* begin AVAILABLE DATA *

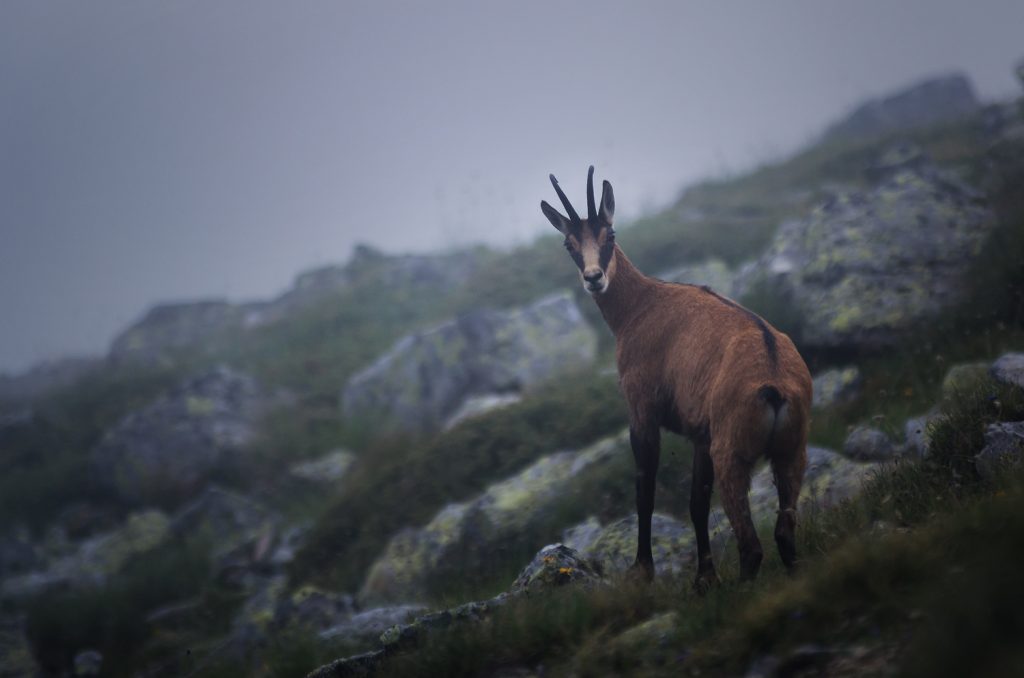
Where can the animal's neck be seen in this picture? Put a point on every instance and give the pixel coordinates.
(625, 298)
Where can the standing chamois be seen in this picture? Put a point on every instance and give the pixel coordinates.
(701, 366)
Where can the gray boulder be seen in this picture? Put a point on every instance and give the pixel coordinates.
(613, 549)
(1010, 369)
(425, 377)
(555, 565)
(1004, 448)
(368, 626)
(963, 378)
(918, 434)
(165, 452)
(836, 386)
(866, 267)
(934, 100)
(327, 469)
(866, 443)
(462, 536)
(94, 560)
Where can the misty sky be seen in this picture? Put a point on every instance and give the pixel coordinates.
(166, 151)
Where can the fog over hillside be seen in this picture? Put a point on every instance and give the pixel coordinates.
(177, 151)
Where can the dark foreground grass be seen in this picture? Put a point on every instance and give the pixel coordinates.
(918, 576)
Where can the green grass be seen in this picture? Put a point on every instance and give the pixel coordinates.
(399, 482)
(921, 569)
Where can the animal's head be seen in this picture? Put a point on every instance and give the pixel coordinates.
(591, 242)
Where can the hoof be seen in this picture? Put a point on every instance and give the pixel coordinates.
(641, 571)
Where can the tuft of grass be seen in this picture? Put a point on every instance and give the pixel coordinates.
(400, 481)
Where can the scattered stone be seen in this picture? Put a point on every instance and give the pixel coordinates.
(425, 378)
(479, 405)
(836, 386)
(313, 608)
(166, 452)
(370, 624)
(963, 378)
(1010, 369)
(868, 445)
(928, 102)
(918, 434)
(614, 549)
(95, 559)
(465, 536)
(1004, 448)
(582, 536)
(329, 468)
(555, 565)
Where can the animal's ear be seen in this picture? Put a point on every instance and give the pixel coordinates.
(607, 204)
(556, 219)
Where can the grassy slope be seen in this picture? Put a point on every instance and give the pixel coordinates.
(315, 351)
(921, 569)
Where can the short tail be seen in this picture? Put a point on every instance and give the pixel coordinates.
(773, 397)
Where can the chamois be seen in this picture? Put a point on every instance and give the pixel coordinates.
(699, 365)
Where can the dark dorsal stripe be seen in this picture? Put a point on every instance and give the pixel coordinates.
(769, 338)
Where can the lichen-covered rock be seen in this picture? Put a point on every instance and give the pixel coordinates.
(1004, 448)
(462, 536)
(554, 565)
(245, 534)
(866, 443)
(836, 386)
(713, 272)
(314, 608)
(646, 644)
(918, 434)
(933, 100)
(1010, 369)
(963, 378)
(328, 469)
(425, 377)
(867, 267)
(370, 624)
(475, 406)
(171, 327)
(165, 452)
(95, 559)
(614, 549)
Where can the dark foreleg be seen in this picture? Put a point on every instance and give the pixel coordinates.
(646, 449)
(700, 491)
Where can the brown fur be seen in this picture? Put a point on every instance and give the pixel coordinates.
(699, 365)
(692, 363)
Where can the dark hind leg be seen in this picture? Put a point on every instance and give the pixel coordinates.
(733, 474)
(788, 472)
(700, 490)
(646, 449)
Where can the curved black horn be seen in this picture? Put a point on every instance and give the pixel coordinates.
(591, 207)
(565, 201)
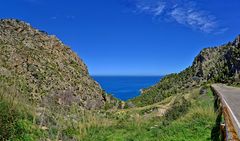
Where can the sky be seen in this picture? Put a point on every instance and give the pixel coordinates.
(132, 37)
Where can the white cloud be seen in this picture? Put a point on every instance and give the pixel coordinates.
(184, 12)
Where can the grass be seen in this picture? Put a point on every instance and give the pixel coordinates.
(195, 124)
(188, 117)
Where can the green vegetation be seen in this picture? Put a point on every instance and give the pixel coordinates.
(189, 116)
(184, 121)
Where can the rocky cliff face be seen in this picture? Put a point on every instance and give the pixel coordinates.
(43, 69)
(212, 65)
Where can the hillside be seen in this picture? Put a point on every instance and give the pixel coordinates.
(45, 70)
(212, 65)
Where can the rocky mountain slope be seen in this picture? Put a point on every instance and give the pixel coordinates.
(212, 65)
(43, 69)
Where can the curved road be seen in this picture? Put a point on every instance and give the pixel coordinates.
(230, 97)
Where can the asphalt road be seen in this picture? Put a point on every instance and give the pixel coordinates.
(231, 95)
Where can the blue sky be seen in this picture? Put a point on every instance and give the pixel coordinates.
(132, 37)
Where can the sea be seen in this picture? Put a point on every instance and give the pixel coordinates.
(126, 87)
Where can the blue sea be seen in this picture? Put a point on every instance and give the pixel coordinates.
(126, 87)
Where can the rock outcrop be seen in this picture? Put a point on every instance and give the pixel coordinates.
(212, 65)
(43, 69)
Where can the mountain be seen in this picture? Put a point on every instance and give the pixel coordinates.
(43, 69)
(212, 65)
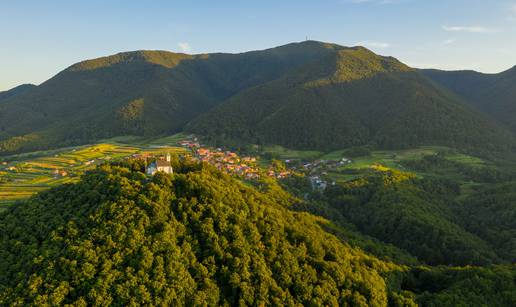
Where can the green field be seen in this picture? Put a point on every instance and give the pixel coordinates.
(23, 175)
(390, 158)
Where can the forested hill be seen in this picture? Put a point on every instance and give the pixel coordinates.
(494, 94)
(200, 237)
(352, 97)
(305, 95)
(138, 93)
(21, 89)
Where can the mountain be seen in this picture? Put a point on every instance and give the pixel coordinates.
(301, 95)
(142, 92)
(491, 93)
(200, 237)
(21, 89)
(351, 97)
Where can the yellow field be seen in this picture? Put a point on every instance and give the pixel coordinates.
(23, 175)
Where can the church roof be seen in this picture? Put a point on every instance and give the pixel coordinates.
(162, 163)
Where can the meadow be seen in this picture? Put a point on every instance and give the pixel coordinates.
(26, 174)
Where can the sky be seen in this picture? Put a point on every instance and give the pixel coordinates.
(40, 38)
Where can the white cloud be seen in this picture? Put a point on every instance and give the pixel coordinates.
(374, 1)
(185, 47)
(371, 44)
(470, 29)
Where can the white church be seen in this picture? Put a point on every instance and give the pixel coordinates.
(160, 166)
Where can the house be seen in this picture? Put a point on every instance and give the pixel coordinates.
(160, 166)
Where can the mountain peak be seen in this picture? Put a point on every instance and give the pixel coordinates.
(158, 57)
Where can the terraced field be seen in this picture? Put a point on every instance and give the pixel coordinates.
(26, 174)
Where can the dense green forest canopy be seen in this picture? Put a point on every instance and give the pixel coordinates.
(118, 237)
(303, 95)
(493, 94)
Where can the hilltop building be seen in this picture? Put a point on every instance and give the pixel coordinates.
(160, 166)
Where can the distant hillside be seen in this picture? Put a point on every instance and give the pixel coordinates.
(494, 94)
(143, 93)
(21, 89)
(351, 97)
(302, 95)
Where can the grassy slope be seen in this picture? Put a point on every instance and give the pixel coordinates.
(35, 170)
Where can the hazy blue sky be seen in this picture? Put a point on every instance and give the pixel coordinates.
(40, 38)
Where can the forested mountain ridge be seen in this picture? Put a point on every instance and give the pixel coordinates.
(201, 237)
(140, 93)
(21, 89)
(305, 95)
(351, 97)
(493, 94)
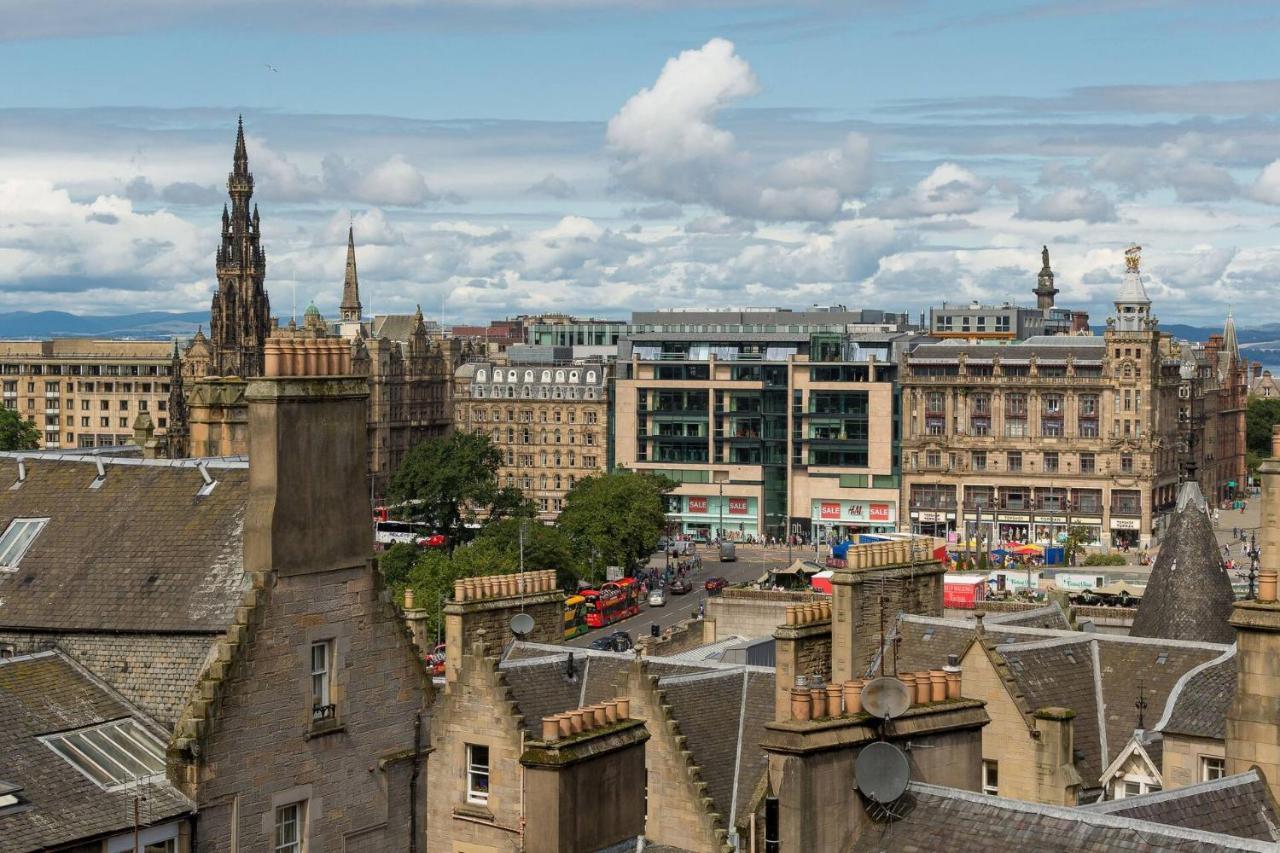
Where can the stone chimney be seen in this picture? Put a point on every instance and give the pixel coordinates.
(878, 582)
(487, 605)
(307, 427)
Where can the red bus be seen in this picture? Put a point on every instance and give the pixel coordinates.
(613, 602)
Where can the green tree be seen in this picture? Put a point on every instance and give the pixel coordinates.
(615, 519)
(17, 433)
(449, 482)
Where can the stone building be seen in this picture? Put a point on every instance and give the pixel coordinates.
(547, 418)
(772, 422)
(1023, 441)
(86, 393)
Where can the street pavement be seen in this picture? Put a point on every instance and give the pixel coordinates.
(752, 562)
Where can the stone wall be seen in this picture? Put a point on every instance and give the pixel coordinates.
(264, 751)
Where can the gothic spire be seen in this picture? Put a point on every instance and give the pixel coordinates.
(351, 308)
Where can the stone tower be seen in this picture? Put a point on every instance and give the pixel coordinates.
(240, 315)
(1045, 290)
(351, 309)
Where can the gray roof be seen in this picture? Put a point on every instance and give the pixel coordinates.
(959, 821)
(42, 694)
(1188, 594)
(1240, 806)
(142, 551)
(1197, 706)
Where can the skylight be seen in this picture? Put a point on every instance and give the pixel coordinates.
(17, 538)
(112, 755)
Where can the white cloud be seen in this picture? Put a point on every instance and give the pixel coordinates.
(667, 145)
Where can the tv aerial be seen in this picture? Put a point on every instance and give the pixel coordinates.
(521, 625)
(881, 771)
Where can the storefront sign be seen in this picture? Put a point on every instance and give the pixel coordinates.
(854, 511)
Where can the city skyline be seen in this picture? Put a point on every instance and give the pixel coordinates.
(709, 154)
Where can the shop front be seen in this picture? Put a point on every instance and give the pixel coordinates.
(835, 519)
(707, 516)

* end AVAILABLE DATA *

* **INSTRUCTIONS FOR THE TASK**
Exactly reproduce the lines that run from the line with "Where can the gray roof" through the last line of the records, inclusive.

* **CORRECT RESPONSE**
Where can the gray roof be seen in this picture? Put a point on every instance and give the pixel coordinates.
(959, 821)
(42, 694)
(1188, 594)
(1240, 806)
(142, 551)
(1197, 706)
Where can the skylight be seen in this picture? Put a point on every instance and give the pixel coordinates.
(17, 538)
(112, 755)
Where can the white cloud be seen in this picture? Put a point on every instance and give the pixel coordinates.
(667, 145)
Where can the tv aerial be seen in this picture? Put a point on every instance and give the pixel coordinates.
(521, 625)
(881, 771)
Where can the storefront sign be seen in this picture? Put a point on every instance and give the pixel coordinates.
(854, 511)
Where can the city skyline be seen in this picture? Put a point on every instance and give the pixel coordinates.
(709, 154)
Where can the shop front be seen in this picture? Put a point on every instance and give the pixel coordinates.
(835, 519)
(707, 516)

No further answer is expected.